Source excerpt:
I have a number of teams that today produce working code for either Blackboard or internal systems. As a development team we do a lot of classic software quality efforts as a means of producing and maintaining solid code.
Code Quality Evaluation and Metrics
I’m big fan of static code analysis. It was a huge initiative for the Performance and Security Engineering teams dating back to early 2010. Engineering then joined the counter-movement in 2011 and included it into their daily working process as part of 2012. We use a number of tools for evaluation purposes that integrate with a reporting framework called Sonar. We have legitimate executive buy-in to make SCA a major check-and-balance as part of our code quality initiatives.
In late 2012, the Release Engineering team started to play around with SCA, implementing their code projects into Sonar for evaluation purposes. The team hasn’t done much with Sonar as of yet, but I’m expecting to see an emphasis on both evaluation, code coverage and measurement.
Code Reviews are Critical
The previous topic brings me to my point about this blog. About a year ago I wrote a blog about Crucible Reviews. I felt like we had a lot of issues with Crucible Reviews. The issues varied from getting all members of the staff to participate in reviews to changing the direction and content of a code review. I was adamant then and am still adamant today that we need to train developers (new and experienced) about how to give a good code review. We need good examples. We need formulas for input. We can’t just assume that everyone knows what good feedback is all about.

Recorded data:

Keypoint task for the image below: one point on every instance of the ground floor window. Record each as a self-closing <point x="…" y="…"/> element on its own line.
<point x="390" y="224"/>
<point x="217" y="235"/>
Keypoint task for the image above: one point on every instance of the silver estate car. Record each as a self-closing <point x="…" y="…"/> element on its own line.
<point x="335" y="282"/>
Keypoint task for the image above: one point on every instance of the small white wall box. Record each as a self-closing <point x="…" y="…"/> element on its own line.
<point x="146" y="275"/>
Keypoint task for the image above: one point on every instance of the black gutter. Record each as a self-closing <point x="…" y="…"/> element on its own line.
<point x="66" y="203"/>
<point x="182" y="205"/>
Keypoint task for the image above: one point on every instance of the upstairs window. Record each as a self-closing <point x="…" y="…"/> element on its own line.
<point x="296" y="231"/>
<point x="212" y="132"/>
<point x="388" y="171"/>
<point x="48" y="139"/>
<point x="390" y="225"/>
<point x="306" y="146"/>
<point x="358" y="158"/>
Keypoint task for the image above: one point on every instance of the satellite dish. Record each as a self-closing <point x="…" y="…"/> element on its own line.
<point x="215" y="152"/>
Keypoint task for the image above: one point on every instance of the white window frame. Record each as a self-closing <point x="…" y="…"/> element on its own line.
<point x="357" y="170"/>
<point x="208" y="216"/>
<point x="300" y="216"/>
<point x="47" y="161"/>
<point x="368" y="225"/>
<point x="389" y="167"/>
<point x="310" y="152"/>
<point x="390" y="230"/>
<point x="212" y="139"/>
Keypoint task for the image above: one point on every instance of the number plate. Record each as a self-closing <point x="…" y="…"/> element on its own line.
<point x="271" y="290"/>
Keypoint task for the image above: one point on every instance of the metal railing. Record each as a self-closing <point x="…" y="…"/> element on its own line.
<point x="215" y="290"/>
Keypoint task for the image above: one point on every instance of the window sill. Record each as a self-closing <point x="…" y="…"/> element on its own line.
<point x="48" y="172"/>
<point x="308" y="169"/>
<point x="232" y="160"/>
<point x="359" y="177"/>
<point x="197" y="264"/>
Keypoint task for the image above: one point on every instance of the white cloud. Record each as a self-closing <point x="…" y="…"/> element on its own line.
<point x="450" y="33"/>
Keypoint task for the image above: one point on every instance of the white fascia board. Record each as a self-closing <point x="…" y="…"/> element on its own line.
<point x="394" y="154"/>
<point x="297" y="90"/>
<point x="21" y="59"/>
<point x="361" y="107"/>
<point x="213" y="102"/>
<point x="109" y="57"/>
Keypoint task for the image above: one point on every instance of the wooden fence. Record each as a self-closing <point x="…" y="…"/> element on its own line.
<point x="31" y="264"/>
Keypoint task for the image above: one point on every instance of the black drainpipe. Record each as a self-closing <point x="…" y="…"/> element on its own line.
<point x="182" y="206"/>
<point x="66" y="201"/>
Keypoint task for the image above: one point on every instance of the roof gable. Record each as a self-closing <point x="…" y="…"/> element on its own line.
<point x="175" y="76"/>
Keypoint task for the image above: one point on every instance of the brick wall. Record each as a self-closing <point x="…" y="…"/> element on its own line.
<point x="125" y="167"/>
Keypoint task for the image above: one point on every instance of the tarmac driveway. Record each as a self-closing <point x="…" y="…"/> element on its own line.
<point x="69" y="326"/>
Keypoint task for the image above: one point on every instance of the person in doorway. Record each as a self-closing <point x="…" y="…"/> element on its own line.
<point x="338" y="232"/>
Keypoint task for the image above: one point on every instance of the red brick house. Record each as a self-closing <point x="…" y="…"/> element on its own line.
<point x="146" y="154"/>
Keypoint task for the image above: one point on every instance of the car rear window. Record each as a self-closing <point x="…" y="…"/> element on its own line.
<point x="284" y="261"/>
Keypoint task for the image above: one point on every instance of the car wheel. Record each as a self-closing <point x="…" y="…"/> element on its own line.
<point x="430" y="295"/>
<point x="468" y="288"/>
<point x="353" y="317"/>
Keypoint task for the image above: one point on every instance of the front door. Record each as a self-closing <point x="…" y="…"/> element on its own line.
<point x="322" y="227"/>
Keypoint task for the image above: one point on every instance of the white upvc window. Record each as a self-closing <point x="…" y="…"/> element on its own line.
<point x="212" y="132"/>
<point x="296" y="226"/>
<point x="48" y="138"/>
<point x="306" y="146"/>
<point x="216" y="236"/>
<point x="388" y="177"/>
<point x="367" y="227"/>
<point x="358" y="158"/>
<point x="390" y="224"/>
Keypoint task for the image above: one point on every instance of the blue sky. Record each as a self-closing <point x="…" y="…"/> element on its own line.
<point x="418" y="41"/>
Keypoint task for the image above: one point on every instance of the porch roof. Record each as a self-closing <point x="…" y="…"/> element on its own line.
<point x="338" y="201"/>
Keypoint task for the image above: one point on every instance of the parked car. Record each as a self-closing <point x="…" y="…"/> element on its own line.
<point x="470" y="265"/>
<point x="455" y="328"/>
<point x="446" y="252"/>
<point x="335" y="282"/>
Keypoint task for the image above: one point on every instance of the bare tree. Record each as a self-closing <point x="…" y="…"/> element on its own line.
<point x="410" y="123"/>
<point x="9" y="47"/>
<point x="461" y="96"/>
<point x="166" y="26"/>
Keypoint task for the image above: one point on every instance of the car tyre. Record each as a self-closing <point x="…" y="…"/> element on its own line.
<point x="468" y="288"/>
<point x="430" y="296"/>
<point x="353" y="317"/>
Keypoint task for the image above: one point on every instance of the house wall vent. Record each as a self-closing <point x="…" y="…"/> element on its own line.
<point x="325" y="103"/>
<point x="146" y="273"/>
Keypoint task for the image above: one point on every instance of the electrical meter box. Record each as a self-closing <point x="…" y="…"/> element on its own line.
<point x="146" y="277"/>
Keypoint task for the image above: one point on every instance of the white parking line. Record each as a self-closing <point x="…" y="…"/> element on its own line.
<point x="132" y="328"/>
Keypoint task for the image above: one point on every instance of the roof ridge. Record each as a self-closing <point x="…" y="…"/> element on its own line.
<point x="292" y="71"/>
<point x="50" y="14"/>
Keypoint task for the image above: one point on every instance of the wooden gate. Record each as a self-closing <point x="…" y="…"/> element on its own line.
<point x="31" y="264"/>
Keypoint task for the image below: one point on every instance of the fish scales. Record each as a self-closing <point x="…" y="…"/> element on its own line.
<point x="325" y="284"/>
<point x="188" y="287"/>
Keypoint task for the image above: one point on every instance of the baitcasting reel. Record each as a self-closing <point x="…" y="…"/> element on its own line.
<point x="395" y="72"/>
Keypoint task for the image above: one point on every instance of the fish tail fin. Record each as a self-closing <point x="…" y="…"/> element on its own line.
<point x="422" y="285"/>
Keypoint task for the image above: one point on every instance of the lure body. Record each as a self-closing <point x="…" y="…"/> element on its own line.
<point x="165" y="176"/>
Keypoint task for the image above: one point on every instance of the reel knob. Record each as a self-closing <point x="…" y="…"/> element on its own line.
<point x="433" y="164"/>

Task requirements:
a) Set down the passage of the blog post on code quality between "I have a number" and "maintaining solid code.", inclusive.
b) Answer these about the blog post on code quality:
(i) What reporting framework do the team's evaluation tools integrate with?
(ii) When did the Release Engineering team start to play around with SCA?
(iii) What topic did the author's blog from about a year ago cover?
c) What comes next in the blog post on code quality? Write a continuation that starts after its final sentence.

Answers to each task:
a)
I have a number of teams that today produce working code for either Blackboard or internal systems. As a development team we do a lot of classic software quality efforts as a means of producing and maintaining solid code.

b)
(i) Sonar
(ii) In late 2012
(iii) Crucible Reviews

c)
Here’s a quick caption from my blog from back in 2011 in which I called out my views on Code Reviews…
|So what’s my point? Well, code reviews were considered a means to an end. The end being better coding practices and improved collaboration. I’m sure we can say that there’s anecdotal evidence that quality has improved and quite possibly code reviews were a contributing factor. Code reviews are very subjective. They have a huge dependency on human interference. They are dramatically influenced by the person giving the review, specifically the subject-matter-expertise and skill set of that individual. They are influenced by the environmental conditions impacting the reviewer. For example, what if the reviewer is rushed for time because he/she has 4 other reviews that need to be completed before the end of the day. It is common for the same person to be included on multiple reviews. I know for certain that whenever Nori’s developers are working on Course Delivery refactoring, they without a doubt always include the Course Delivery Architect (Lance) on every review. A lot of times we will have as many as 2 to 3 reviews out at any time. So it’s not that far off of an example.
Code reviews are about reading code. They should be used to verify that designs were implemented. In fact, design trace-ability should be one of the most important outcomes of a code review. In some cases, CRs can be leveraged as a way to suggest alternative approaches for implementation. We want our code manageable and should therefore be evaluated for manageability during a CR. They can be used to find bugs. They can be used for mentoring, specifically for helping someone gain experience with the code base, as well as providing a medium for sharing feedback for improving coding abilities of team members.
So What’s My Point?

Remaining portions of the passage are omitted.